RECORDS PROVIDED
┌──
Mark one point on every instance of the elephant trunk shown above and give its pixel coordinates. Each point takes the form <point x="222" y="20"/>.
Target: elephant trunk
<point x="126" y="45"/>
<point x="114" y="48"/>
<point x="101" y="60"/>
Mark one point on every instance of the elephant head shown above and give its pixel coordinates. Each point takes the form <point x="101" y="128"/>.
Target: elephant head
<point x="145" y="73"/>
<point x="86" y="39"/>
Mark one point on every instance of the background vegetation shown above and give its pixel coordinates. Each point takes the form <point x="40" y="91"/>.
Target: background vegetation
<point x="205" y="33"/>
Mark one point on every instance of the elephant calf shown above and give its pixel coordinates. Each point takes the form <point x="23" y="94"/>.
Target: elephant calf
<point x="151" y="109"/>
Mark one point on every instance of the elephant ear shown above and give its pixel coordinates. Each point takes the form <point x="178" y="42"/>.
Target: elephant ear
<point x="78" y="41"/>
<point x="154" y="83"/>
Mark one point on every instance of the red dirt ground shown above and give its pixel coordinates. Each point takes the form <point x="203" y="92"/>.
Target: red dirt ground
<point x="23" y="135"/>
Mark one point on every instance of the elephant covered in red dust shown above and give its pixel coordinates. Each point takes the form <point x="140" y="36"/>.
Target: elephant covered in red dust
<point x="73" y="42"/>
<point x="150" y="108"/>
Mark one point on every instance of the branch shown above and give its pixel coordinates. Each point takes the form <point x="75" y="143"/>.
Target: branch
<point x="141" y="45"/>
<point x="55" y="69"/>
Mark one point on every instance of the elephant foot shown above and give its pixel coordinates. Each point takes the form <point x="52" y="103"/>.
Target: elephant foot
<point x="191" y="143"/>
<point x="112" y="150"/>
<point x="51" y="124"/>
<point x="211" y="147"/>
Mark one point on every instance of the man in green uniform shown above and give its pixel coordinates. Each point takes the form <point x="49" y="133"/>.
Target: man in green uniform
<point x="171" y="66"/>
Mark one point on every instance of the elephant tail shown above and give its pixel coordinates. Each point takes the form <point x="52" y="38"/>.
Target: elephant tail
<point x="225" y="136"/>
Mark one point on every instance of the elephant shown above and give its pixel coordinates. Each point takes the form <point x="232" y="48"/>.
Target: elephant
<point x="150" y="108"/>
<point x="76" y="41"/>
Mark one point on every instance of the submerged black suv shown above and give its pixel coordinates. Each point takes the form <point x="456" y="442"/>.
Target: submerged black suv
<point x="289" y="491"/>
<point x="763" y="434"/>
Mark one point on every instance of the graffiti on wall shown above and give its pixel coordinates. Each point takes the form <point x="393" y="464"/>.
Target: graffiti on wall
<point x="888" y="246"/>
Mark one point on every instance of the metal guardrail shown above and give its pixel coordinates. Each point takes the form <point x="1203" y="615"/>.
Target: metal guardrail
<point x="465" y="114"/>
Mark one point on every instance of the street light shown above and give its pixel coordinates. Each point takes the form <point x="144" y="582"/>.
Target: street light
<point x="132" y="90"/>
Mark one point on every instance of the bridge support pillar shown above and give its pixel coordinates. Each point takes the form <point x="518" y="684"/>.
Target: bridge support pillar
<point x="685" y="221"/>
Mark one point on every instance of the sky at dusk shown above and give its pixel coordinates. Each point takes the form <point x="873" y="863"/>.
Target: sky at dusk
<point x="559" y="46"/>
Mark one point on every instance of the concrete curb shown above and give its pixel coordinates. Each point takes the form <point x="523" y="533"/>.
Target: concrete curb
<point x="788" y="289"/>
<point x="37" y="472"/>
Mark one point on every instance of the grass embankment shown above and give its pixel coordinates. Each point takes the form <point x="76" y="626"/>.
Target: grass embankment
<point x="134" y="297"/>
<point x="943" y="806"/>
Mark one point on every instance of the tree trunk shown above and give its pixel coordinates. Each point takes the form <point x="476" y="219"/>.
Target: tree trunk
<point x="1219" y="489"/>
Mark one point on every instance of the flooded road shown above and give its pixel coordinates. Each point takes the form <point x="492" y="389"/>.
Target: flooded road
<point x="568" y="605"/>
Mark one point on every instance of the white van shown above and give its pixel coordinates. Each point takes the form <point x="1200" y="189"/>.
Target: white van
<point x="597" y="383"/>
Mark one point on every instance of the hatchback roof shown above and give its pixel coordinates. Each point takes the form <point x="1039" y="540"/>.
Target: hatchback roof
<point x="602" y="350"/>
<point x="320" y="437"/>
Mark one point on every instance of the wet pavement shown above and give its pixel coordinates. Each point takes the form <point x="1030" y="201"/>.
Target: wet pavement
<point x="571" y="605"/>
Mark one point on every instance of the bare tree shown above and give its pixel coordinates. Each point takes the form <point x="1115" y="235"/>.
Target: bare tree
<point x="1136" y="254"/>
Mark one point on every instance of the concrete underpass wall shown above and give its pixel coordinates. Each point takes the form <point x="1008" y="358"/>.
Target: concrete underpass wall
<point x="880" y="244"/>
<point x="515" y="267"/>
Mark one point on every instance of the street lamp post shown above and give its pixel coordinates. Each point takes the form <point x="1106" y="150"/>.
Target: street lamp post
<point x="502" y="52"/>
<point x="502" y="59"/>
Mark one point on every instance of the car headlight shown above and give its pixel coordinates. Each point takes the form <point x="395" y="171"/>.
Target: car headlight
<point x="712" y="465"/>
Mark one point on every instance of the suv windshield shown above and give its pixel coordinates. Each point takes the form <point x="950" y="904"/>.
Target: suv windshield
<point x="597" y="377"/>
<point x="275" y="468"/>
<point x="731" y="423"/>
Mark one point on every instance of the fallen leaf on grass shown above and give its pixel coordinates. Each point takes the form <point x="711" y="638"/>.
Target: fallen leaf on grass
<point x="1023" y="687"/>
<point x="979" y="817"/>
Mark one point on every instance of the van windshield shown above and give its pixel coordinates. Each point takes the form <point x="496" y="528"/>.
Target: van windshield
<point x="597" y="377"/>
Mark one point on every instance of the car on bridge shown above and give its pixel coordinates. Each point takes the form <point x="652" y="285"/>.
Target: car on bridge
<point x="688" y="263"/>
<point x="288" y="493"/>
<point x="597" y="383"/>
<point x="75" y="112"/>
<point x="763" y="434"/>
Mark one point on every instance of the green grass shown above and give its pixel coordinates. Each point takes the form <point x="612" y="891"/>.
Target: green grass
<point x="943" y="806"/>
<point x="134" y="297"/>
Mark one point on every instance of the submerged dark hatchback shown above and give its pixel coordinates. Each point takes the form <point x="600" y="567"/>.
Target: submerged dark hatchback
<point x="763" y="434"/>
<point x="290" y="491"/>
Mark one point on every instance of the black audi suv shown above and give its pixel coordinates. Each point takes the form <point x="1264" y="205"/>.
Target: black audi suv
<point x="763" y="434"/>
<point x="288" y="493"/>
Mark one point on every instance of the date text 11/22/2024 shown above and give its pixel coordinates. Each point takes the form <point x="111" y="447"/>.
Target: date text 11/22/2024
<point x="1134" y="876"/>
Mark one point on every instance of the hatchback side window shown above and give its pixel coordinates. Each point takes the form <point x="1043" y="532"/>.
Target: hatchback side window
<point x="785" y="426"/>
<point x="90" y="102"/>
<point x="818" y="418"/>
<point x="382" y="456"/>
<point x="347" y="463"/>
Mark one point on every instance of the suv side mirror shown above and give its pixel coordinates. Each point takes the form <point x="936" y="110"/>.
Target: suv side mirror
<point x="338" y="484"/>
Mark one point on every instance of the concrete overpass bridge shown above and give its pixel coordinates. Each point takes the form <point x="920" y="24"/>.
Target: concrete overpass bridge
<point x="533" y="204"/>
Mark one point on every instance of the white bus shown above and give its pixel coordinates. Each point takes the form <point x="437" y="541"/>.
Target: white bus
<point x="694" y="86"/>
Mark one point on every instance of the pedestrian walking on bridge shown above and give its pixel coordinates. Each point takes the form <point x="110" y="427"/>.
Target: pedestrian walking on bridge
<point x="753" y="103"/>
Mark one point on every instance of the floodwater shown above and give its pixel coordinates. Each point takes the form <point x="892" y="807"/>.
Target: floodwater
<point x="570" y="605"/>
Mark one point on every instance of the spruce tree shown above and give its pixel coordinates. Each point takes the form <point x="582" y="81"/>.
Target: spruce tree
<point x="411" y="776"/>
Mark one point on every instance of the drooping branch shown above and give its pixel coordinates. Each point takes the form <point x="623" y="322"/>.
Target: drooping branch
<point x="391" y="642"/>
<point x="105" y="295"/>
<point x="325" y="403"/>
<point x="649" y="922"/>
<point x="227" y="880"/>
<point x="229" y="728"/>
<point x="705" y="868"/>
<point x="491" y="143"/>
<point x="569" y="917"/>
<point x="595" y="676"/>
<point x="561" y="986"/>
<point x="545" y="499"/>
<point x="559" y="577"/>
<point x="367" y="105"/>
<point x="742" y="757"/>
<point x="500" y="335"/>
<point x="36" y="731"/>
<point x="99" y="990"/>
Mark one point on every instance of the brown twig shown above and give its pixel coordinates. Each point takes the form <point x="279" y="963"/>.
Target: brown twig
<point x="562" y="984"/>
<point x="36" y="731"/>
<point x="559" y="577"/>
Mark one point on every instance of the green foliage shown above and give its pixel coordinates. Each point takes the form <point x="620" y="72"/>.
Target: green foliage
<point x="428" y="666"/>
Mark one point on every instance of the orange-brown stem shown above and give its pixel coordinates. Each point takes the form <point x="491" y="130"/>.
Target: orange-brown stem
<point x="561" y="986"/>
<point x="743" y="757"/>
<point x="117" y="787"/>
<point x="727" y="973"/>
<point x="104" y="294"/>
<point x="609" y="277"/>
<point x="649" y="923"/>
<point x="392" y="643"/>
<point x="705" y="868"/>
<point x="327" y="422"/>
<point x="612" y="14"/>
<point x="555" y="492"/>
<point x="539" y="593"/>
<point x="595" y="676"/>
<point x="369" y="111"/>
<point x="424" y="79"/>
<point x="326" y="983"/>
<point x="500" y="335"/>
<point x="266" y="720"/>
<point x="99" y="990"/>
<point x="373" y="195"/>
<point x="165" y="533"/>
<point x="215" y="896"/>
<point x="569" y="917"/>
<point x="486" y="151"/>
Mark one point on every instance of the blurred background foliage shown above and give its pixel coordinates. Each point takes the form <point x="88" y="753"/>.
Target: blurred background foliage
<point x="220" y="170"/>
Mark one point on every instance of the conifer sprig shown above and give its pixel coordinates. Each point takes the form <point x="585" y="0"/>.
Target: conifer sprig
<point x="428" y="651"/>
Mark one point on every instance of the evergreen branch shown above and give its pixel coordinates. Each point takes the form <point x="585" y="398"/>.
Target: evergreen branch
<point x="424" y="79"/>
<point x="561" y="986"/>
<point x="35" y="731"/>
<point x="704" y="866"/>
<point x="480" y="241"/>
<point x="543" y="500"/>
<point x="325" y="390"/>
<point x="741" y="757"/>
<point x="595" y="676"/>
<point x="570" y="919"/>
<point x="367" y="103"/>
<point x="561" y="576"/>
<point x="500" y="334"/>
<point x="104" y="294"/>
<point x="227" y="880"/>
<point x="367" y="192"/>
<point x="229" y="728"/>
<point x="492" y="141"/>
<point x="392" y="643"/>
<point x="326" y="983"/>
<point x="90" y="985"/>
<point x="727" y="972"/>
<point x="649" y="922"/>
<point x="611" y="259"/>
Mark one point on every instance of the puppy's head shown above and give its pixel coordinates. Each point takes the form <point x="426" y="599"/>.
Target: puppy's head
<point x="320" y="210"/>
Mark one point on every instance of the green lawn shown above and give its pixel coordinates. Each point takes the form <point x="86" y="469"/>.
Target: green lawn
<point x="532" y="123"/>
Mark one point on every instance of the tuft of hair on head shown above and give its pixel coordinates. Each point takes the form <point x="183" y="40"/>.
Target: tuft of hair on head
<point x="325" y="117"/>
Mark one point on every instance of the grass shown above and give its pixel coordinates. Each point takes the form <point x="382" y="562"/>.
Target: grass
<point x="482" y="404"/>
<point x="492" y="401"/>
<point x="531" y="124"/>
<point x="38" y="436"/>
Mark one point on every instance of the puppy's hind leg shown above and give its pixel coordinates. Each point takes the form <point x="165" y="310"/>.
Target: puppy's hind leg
└──
WHAT THE EXERCISE ASKS
The range runs from the line with "Mark one point on every instance of the bare" up to and including the line with "Mark one point on every instance of the submerged dark" in the listing above; please write out exactly those lines and nothing more.

OUTPUT FOR THIS TASK
Mark one point on every instance of the bare tree shown above and give its pixel coordinates. Each point takes the form <point x="1115" y="235"/>.
Target: bare tree
<point x="1136" y="254"/>
Mark one point on every instance of the concrete underpass wall shown above and give its pixel coordinates. Each point takes the form <point x="1008" y="358"/>.
Target: concrete underpass wall
<point x="880" y="244"/>
<point x="515" y="267"/>
Mark one point on every instance of the street lamp post shown above and give its pixel coordinates. Each point takes the form <point x="1106" y="150"/>.
Target: street lamp post
<point x="502" y="52"/>
<point x="502" y="59"/>
Mark one point on every instance of the car headlight shown above and give its pixel coordinates. Each point takes the form <point x="395" y="171"/>.
Target: car headlight
<point x="712" y="465"/>
Mark one point on every instance of the suv windshield shown above and give its pixel coordinates. Each point takes the form <point x="950" y="904"/>.
Target: suv windshield
<point x="597" y="377"/>
<point x="275" y="468"/>
<point x="731" y="423"/>
Mark one point on every instance of the fallen leaf on grass shown above and give its pixel coordinates. Each point takes the form <point x="711" y="638"/>.
Target: fallen leaf on grass
<point x="1023" y="687"/>
<point x="979" y="817"/>
Mark one point on every instance of the van windshield shown above and give its pixel coordinates. Each point takes the form <point x="496" y="528"/>.
Target: van windshield
<point x="597" y="377"/>
Mark one point on every instance of the car on bridge shown above and give its pixel coordinates. Each point takes the form <point x="652" y="285"/>.
Target: car on bridge
<point x="688" y="263"/>
<point x="288" y="493"/>
<point x="597" y="383"/>
<point x="75" y="112"/>
<point x="763" y="434"/>
Mark one point on every instance of the green grass shown above and give its pixel coordinates. Each point takes the form <point x="612" y="891"/>.
Target: green grass
<point x="943" y="806"/>
<point x="134" y="297"/>
Mark one point on every instance of the submerged dark hatchback shown above and give its pixel coordinates. Each point takes the form <point x="600" y="567"/>.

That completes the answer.